• **Text segment**:
»»
Elon Musk Reports “Fake Work” In Tech Companies

During a virtual talk at the Wall Street Journal’s CEO Council Summit in London last week, Twitter CEO Elon Musk said when he took over Twitter, the social media platform employed “a lot of people” who did things that “didn’t seem to have a lot of value,” Business Insider reported.

Musk added that this is probably the case at tech most companies in Silicon Valley, though, not to the same degree as Twitter.

He explained that at Twitter, there could be ten people in a meeting but only one has “an accelerator” while the other nine have a “set of brakes.” He added that tech companies could enact further job cuts without hurting productivity.

A recent column in Discourse highlighted the “fake work” trend among tech companies, with some executives and investors suggesting that big tech overhired giving people useless jobs as a “vanity metric.”

Musk told the CEO Council Summit that currently Twitter is operating with around 1,500 employees which he described as “a reasonable number.”
««
• **Supplied material**:
»»
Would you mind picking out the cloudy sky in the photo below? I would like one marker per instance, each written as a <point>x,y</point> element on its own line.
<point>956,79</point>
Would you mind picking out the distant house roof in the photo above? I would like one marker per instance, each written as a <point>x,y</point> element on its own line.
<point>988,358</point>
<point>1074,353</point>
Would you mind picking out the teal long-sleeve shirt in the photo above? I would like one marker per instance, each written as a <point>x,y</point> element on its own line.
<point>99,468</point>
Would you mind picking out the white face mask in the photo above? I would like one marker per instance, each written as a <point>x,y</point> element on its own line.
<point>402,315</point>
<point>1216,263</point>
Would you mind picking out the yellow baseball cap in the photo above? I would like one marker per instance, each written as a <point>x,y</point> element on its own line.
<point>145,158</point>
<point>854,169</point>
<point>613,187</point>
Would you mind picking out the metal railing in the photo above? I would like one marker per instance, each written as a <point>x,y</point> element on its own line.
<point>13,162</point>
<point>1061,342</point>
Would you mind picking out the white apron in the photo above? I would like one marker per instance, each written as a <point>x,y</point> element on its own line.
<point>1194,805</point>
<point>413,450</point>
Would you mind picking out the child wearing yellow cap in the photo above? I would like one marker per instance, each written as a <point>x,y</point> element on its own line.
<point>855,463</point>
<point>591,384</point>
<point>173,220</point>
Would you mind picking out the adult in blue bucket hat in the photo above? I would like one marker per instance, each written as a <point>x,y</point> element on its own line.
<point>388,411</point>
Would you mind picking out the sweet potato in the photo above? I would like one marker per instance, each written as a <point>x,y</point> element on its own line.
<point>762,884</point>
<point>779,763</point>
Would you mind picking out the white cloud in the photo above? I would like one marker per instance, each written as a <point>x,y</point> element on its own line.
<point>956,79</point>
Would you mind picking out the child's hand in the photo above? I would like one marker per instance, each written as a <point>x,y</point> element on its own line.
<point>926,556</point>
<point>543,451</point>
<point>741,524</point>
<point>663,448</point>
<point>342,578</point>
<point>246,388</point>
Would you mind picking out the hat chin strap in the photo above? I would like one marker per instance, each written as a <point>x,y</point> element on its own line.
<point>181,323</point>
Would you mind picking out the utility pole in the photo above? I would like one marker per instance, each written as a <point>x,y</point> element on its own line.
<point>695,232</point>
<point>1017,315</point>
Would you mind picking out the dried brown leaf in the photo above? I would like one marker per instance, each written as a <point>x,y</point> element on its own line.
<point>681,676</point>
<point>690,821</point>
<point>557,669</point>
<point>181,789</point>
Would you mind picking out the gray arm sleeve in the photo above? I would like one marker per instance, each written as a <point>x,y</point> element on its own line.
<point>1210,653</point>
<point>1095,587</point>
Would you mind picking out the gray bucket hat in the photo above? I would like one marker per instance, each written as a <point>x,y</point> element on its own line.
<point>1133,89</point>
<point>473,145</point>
««
• **Work task 1**: Name every publication that the article on Elon Musk's "fake work" remarks mentions.
• **Work task 2**:
Answer these questions using the article on Elon Musk's "fake work" remarks:
(a) In which city was the CEO Council Summit held?
(b) In Musk's ten-person meeting example, how many people have "an accelerator"?
(c) About how many employees does Musk say Twitter currently has?

• **Exercise answer 1**:
Wall Street Journal
Business Insider
Discourse

• **Exercise answer 2**:
(a) London
(b) One
(c) Around 1,500